--- Begin Records supplied ---

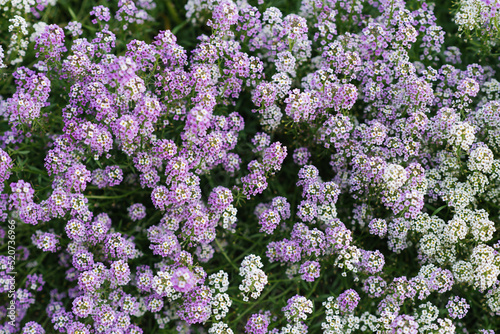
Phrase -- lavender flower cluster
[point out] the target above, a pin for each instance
(330, 169)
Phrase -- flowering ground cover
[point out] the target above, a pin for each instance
(315, 166)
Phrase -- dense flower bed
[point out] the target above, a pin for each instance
(249, 167)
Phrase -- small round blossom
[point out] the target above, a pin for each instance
(183, 280)
(136, 211)
(462, 135)
(257, 324)
(378, 227)
(348, 300)
(457, 307)
(297, 308)
(310, 270)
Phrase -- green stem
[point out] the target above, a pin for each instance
(225, 255)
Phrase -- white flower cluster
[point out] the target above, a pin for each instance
(254, 278)
(298, 308)
(394, 177)
(220, 305)
(461, 135)
(163, 286)
(480, 159)
(218, 281)
(472, 14)
(228, 218)
(335, 323)
(220, 328)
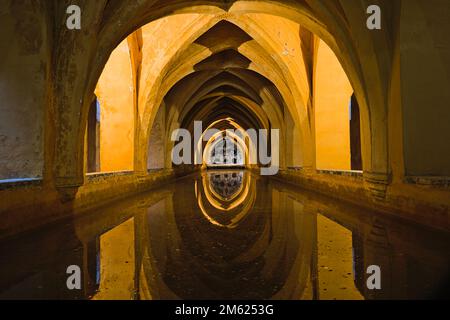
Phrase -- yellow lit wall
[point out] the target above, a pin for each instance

--- End Records supplied ---

- _Task objective_:
Duplicate every line above exactly as it stands, leaving the pictures out of your copy.

- _Right answer_:
Phrase -- lavender flower cluster
[point out] the target above, a pin for each instance
(330, 169)
Phrase -- flowering ground cover
[point out] the target above, a pin for each instance
(315, 166)
Phrase -- dense flower bed
[point out] the target above, a pin for each instance
(249, 167)
Phrase -- small round blossom
[point out] the target above, a pin for each instance
(183, 280)
(136, 211)
(462, 135)
(257, 324)
(378, 227)
(348, 300)
(457, 307)
(297, 308)
(310, 270)
Phrase -- green stem
[point out] the target above, a pin for each instance
(225, 255)
Phrase -- white flower cluster
[point out] the target above, a pin for each instance
(254, 278)
(298, 308)
(394, 177)
(220, 305)
(461, 135)
(163, 286)
(480, 159)
(218, 281)
(472, 14)
(228, 218)
(335, 323)
(220, 328)
Phrase -- yellow lit wall
[point out] the target above, a pin for each instance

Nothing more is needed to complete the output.